Reproduce every line of the records below word for word, leaving out the pictures.

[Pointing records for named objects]

□ □ □ □

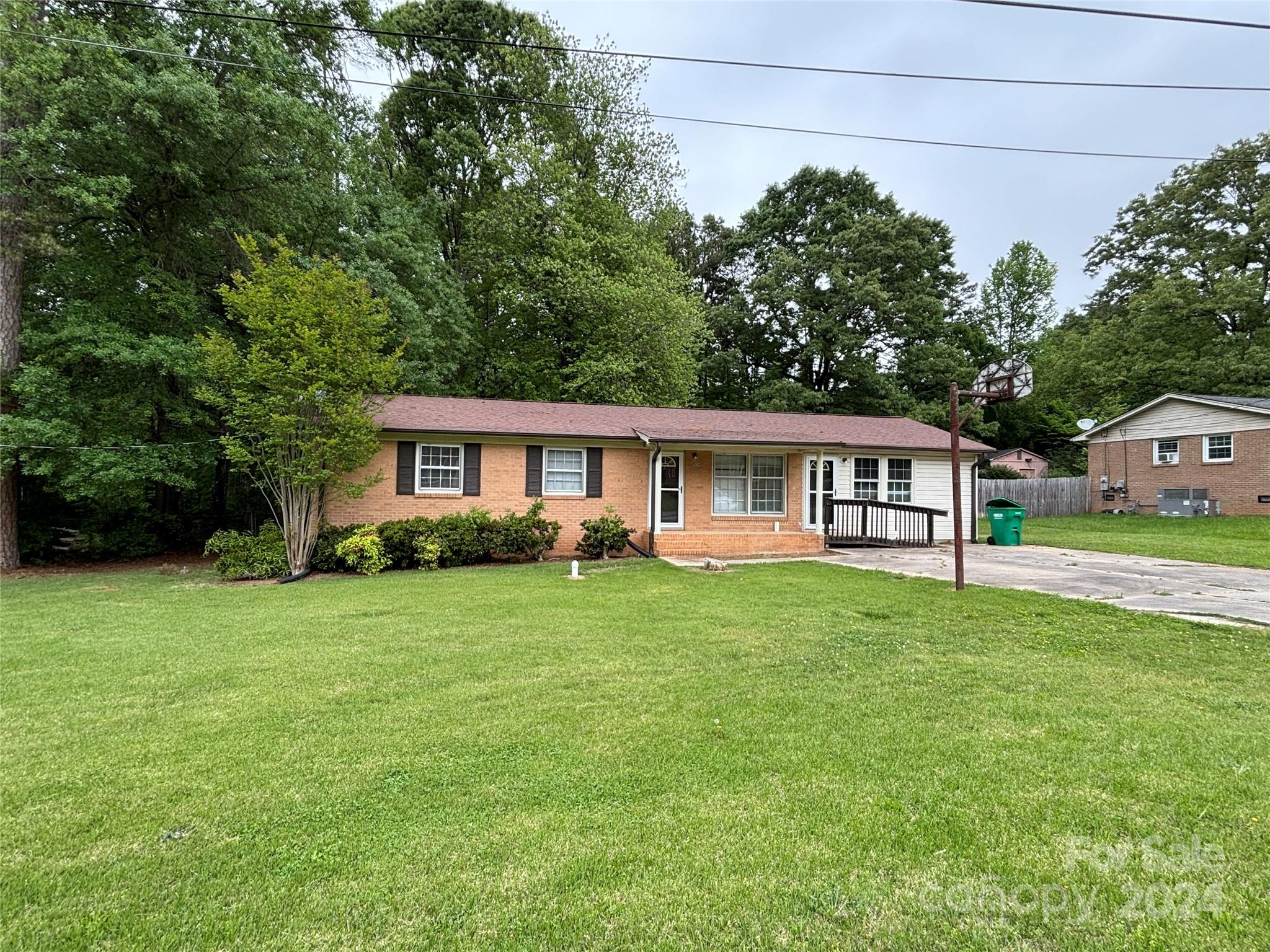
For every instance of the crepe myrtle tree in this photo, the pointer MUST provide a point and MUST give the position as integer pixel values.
(298, 392)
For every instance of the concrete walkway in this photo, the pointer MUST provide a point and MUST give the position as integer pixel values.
(1185, 589)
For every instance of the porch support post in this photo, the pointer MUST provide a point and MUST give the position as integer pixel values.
(818, 516)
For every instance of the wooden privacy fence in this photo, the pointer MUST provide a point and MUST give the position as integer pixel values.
(1062, 495)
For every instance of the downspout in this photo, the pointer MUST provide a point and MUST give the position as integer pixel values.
(974, 498)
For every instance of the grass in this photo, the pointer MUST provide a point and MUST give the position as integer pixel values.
(1227, 540)
(788, 756)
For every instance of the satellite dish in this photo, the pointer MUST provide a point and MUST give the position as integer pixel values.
(1010, 379)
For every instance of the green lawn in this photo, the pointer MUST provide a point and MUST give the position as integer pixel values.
(788, 756)
(1227, 540)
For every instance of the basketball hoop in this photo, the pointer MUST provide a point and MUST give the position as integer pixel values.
(1009, 379)
(1002, 380)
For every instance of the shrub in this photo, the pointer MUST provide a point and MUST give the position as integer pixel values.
(527, 536)
(401, 537)
(1000, 471)
(247, 557)
(464, 537)
(363, 551)
(326, 559)
(607, 534)
(429, 552)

□ □ □ □

Response to the task =>
For every instance of the crepe myrtle tree in this photo, the pointer MUST provide a point and MUST give the position as integer pixel values.
(298, 392)
For every instance of the concrete walkway in this photo, the pointer MUST provide a point and MUST give the position as integer pixel values.
(1185, 589)
For every instance of the porch support post in this photo, the pointer MUST provide a point and MUST give the position as integer pixel values.
(818, 516)
For every instance of the wooden privacy fence in this photo, the pointer MUST provide a point and MUST give the position as integer pixel values.
(1062, 495)
For every instance of the downspout in this photo, the pointer MUST provide a point and MUST give the position as integer pixel values.
(974, 498)
For every instance of the grass in this photo, the pointer MUST provide a point and MUST give the position as integer pixel values.
(1227, 540)
(788, 756)
For every instance of the satellite dish in this photo, the pointer MUST provide a point and MUST give the position as integer pixel values.
(1010, 379)
For every instance of the green lawn in this photo, the pointer MUST provide a point and MUST give the position as integer pixel values.
(788, 756)
(1227, 540)
For every instance of the basketball hoop in this photo, the pointer MUST provide a point and MUST give the position as integer pixel values.
(1009, 379)
(1002, 380)
For every instance of the shrub in this photo, the pointer MUST provide a point and MUST give the position as integer pixel values.
(527, 536)
(401, 537)
(1000, 471)
(247, 557)
(464, 537)
(363, 551)
(326, 559)
(607, 534)
(429, 552)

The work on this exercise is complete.